Your instructions: Write out the full listing again, exactly as it stands.

--------

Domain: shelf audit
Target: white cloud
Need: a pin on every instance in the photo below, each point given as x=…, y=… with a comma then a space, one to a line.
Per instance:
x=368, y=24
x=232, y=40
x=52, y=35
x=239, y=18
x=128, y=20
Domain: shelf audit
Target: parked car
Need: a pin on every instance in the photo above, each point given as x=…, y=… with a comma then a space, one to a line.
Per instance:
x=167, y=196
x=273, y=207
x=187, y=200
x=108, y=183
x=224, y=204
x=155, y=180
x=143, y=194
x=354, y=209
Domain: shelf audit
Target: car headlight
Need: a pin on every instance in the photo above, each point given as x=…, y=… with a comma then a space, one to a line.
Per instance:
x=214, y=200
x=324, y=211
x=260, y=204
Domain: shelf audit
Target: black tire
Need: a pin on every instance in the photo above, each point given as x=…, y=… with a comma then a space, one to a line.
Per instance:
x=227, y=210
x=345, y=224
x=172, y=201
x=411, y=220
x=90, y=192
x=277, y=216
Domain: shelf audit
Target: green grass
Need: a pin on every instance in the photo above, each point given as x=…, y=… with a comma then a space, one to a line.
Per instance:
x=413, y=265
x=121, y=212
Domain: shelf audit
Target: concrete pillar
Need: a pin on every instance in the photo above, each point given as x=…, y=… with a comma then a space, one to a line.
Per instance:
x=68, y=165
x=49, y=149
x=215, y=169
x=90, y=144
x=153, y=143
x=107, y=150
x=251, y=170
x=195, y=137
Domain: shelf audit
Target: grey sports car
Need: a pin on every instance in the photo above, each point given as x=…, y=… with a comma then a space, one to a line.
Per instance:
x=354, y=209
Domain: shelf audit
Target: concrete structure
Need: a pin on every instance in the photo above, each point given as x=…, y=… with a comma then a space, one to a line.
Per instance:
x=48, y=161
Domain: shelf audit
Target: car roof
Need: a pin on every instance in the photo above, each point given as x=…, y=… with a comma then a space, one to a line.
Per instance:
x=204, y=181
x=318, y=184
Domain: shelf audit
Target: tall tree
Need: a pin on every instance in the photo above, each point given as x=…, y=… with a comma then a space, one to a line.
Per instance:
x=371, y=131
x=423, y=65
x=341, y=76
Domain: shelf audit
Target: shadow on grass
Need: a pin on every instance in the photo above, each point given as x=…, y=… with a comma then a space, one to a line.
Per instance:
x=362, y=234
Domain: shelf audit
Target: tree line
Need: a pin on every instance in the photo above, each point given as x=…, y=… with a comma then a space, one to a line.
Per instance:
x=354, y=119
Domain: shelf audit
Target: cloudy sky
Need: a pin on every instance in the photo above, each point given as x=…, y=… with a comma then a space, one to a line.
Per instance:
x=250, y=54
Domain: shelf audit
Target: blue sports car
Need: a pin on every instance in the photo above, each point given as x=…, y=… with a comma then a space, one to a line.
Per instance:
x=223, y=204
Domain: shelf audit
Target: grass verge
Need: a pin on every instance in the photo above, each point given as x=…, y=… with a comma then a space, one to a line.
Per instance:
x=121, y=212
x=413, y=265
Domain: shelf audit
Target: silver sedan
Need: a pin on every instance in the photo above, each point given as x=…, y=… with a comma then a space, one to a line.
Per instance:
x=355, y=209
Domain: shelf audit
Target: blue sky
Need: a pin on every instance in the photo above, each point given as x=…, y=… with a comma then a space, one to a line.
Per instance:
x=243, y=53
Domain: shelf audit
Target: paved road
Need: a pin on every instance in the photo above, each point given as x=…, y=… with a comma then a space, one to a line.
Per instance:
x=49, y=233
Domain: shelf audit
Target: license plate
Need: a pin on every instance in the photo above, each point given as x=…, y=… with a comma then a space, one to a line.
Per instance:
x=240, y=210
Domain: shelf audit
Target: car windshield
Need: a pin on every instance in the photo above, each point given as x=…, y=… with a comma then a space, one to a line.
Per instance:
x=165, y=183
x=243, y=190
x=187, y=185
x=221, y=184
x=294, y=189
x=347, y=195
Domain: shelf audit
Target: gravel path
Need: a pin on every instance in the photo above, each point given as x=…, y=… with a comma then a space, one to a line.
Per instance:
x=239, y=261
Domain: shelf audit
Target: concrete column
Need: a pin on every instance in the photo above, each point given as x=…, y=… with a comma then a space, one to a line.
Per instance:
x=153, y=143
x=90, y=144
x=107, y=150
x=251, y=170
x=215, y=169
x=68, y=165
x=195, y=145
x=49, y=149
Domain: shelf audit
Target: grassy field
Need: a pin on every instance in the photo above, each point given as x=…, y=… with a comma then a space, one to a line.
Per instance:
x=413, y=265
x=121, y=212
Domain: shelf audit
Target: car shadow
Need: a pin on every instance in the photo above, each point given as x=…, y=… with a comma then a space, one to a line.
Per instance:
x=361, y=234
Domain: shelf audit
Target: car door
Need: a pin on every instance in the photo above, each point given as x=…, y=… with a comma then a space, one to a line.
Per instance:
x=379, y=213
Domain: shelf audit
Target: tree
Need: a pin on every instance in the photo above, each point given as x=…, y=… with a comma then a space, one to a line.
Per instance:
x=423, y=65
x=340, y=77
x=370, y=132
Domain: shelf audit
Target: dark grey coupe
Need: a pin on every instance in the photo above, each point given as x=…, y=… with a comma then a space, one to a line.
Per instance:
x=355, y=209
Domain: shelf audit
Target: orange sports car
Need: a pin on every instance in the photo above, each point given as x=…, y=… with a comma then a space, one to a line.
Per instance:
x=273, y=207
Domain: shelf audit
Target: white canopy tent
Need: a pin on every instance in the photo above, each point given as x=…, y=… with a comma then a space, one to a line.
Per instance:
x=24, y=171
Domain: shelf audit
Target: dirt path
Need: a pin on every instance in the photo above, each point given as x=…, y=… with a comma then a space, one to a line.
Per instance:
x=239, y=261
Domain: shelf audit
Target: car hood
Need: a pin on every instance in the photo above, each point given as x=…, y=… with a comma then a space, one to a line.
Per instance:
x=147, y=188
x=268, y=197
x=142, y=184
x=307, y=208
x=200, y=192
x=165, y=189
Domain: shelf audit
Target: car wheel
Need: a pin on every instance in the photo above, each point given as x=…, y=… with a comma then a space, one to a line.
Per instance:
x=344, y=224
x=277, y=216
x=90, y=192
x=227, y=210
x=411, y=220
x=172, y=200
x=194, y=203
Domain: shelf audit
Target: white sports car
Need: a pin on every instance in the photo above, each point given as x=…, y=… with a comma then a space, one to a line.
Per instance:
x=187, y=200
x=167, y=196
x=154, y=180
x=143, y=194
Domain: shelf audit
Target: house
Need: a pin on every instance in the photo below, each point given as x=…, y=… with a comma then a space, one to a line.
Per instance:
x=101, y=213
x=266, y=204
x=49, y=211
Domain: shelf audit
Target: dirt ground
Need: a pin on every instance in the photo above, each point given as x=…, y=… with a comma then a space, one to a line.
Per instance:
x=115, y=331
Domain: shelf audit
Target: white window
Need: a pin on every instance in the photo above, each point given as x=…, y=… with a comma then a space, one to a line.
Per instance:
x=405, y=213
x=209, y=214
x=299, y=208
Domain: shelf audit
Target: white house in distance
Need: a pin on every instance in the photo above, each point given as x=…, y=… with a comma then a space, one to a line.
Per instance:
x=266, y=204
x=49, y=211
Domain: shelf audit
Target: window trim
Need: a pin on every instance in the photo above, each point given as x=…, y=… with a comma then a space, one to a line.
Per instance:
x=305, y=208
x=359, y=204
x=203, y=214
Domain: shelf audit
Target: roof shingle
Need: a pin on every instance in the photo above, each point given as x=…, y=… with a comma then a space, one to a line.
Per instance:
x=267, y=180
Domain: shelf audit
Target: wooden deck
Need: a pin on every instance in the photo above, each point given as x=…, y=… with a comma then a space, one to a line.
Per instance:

--------

Final result:
Domain: shelf audit
Target: white cloud
Need: a pin on every instance in the photo below, each point given as x=…, y=… with a comma then a space, one to a line.
Per instance:
x=368, y=24
x=232, y=40
x=52, y=35
x=239, y=18
x=128, y=20
Domain: shelf audit
Target: parked car
Need: a pin on every instance in the photo above, each point given as x=…, y=… with a comma then a space, one to a line.
Per instance:
x=167, y=196
x=273, y=207
x=187, y=200
x=108, y=183
x=224, y=204
x=155, y=180
x=143, y=194
x=354, y=209
Domain: shelf audit
Target: car headlight
Need: a pin on every instance in the photo above, each point given as x=…, y=… with a comma then a space, one to a line.
Per instance:
x=214, y=200
x=324, y=211
x=260, y=204
Domain: shelf audit
Target: black tire
Need: a pin on every instance in the photo above, each point given as x=…, y=… with a comma then a space, one to a line.
Per instance:
x=227, y=210
x=345, y=224
x=172, y=201
x=411, y=220
x=90, y=192
x=277, y=216
Domain: shelf audit
Target: green grass
Need: a pin on every instance in the photo above, each point given as x=…, y=… with a comma then a space, one to a line.
Per instance:
x=413, y=265
x=121, y=212
Domain: shelf audit
Target: concrete pillar
Need: a pin on every instance in the photo above, each point given as x=…, y=… with a comma then a space, one to a line.
Per instance:
x=68, y=165
x=49, y=149
x=215, y=169
x=90, y=144
x=153, y=143
x=107, y=150
x=251, y=170
x=195, y=137
Domain: shelf audit
Target: grey sports car
Need: a pin on every instance in the photo above, each point given as x=…, y=… with a comma then a space, one to a line.
Per instance:
x=354, y=209
Domain: shelf audit
Target: concrete structure
Need: a pin on every instance in the photo above, each point given as x=…, y=… with a comma then a space, one to a line.
Per instance:
x=48, y=161
Domain: shelf audit
Target: car roof
Need: a pin on every instance in the photo above, each point given as x=…, y=… with a comma then a space, one to a line.
Per instance:
x=204, y=181
x=318, y=184
Domain: shelf audit
Target: tall tree
Need: a pin on every instance in the photo above, each point given as x=…, y=… with a comma then a space, one to a line.
Per instance:
x=371, y=131
x=423, y=65
x=341, y=76
Domain: shelf audit
Target: shadow on grass
Need: a pin on every instance in the photo above, each point given as x=…, y=… with a comma then a space, one to a line.
Per instance:
x=362, y=234
Domain: shelf audit
Target: tree line
Need: a pin on every instance in the photo above, each point given as x=…, y=… with a comma then a space, one to a line.
Per instance:
x=354, y=119
Domain: shelf audit
Target: cloudy sky
Need: a pin on every instance in the photo above, each point given as x=…, y=… with a comma then a space, one to a line.
Per instance:
x=250, y=54
Domain: shelf audit
Target: blue sports car
Need: a pin on every instance in the photo above, each point given as x=…, y=… with a comma then a space, one to a line.
Per instance:
x=223, y=204
Domain: shelf audit
Target: grass verge
Need: a pin on every instance in the photo above, each point given as x=…, y=… with a comma then a space, one to a line.
Per instance:
x=121, y=212
x=413, y=265
Domain: shelf audit
Target: silver sedan
Need: a pin on every instance in the photo above, each point given as x=…, y=… with a comma then a space, one to a line.
Per instance:
x=355, y=209
Domain: shelf audit
Target: blue sky
Need: a pin on every instance in the photo above, each point given as x=…, y=… with a comma then a space, one to a line.
Per instance:
x=243, y=53
Domain: shelf audit
Target: paved road
Need: a pin on every instance in the photo above, each point given as x=…, y=… with a comma then a space, one to a line.
Per instance:
x=49, y=233
Domain: shelf audit
Target: license plate
Need: a pin on every instance in the photo above, each point given as x=…, y=… with a comma then a space, one to a line.
Per instance:
x=240, y=210
Domain: shelf audit
Target: car windshield
Need: a pin on every instance in the photo above, each point given as x=…, y=… with a comma then a space, one to a line.
Per instance:
x=165, y=183
x=243, y=190
x=187, y=185
x=221, y=184
x=294, y=189
x=347, y=195
Domain: shelf audit
Target: gravel path
Need: a pin on every instance in the photo above, each point given as x=…, y=… with a comma then a space, one to a line.
Per instance:
x=239, y=261
Domain: shelf audit
Target: concrete column
Need: a pin on every instance in the photo above, each point given as x=…, y=… with a comma then a space, one to a line.
Per instance:
x=153, y=143
x=90, y=144
x=107, y=150
x=251, y=170
x=215, y=169
x=68, y=165
x=195, y=145
x=49, y=149
Domain: shelf audit
Target: grassy field
Need: a pin on every instance in the photo above, each point given as x=…, y=… with a comma then a space, one to a line.
Per instance:
x=413, y=265
x=121, y=212
Domain: shelf audit
Target: car shadow
Need: a pin on every instance in the photo above, each point given as x=…, y=… with a comma then a space, one to a line.
Per instance:
x=361, y=234
Domain: shelf audit
Target: car door
Need: a pin on every instance in the photo above, each point given as x=…, y=… with a comma then a space, one to a line.
Per instance:
x=379, y=213
Domain: shelf audit
Target: tree
Need: a pin on every instance in the photo above, each point given as x=…, y=… with a comma then a space, one to a line.
Per instance:
x=423, y=65
x=340, y=77
x=370, y=132
Domain: shelf audit
Target: dark grey coupe
Need: a pin on every instance in the photo above, each point given as x=…, y=… with a comma then a space, one to a line.
Per instance:
x=355, y=209
Domain: shelf audit
Target: orange sports car
Need: a pin on every instance in the photo above, each point given as x=…, y=… with a comma then a space, one to a line.
Per instance:
x=273, y=207
Domain: shelf audit
Target: white canopy tent
Need: a pin on every instance in the photo above, each point given as x=…, y=… with a comma then a space, one to a line.
Per instance:
x=24, y=171
Domain: shelf audit
Target: dirt path
Need: a pin on every instance in the photo above, each point given as x=…, y=… with a comma then a space, one to a line.
Per instance:
x=239, y=261
Domain: shelf audit
Target: car hood
Need: a pin on every instance in the photo above, each point given as x=…, y=… with a comma then a space, one to a line.
Per instance:
x=147, y=188
x=268, y=197
x=142, y=184
x=307, y=208
x=200, y=192
x=165, y=189
Domain: shelf audit
Target: car wheel
Need: a pin on every instance in the photo above, each point given as x=…, y=… with a comma then a space, one to a line.
Per instance:
x=344, y=224
x=277, y=216
x=90, y=192
x=227, y=210
x=411, y=220
x=172, y=200
x=194, y=203
Domain: shelf audit
Target: white sports car
Need: a pin on every instance in the photo above, each point given as x=…, y=… with a comma then a space, one to a line.
Per instance:
x=187, y=200
x=167, y=196
x=154, y=180
x=143, y=194
Domain: shelf audit
Target: house
Need: a pin on every instance in the photo below, each point given as x=…, y=… with a comma then a space, one to a line.
Per instance:
x=101, y=213
x=266, y=204
x=49, y=211
Domain: shelf audit
Target: dirt ground
Need: a pin on every instance in the photo above, each point given as x=…, y=… with a comma then a space, one to a line.
Per instance:
x=115, y=331
Domain: shelf audit
Target: white window
Need: a pin on every instance in the photo above, each point given as x=…, y=… with a comma then a space, one to a line.
Per instance:
x=405, y=213
x=209, y=214
x=299, y=208
Domain: shelf audit
Target: white house in distance
Need: a pin on every instance in the photo above, each point given as x=…, y=… with a comma then a space, one to a line.
Per instance:
x=266, y=204
x=49, y=211
Domain: shelf audit
Target: window trim
Need: a pin on every instance in the photo above, each point given as x=…, y=… with a comma then a space, one to a line.
Per instance:
x=305, y=208
x=359, y=204
x=203, y=214
Domain: shelf audit
Target: roof shingle
Need: a pin on every instance in the photo above, each point given as x=…, y=… with a comma then a space, one to a line.
Per instance:
x=267, y=180
Domain: shelf audit
Target: wooden deck
Need: a pin on every instance in the photo above, each point given as x=…, y=… with a comma then a space, one to a line.
Per instance:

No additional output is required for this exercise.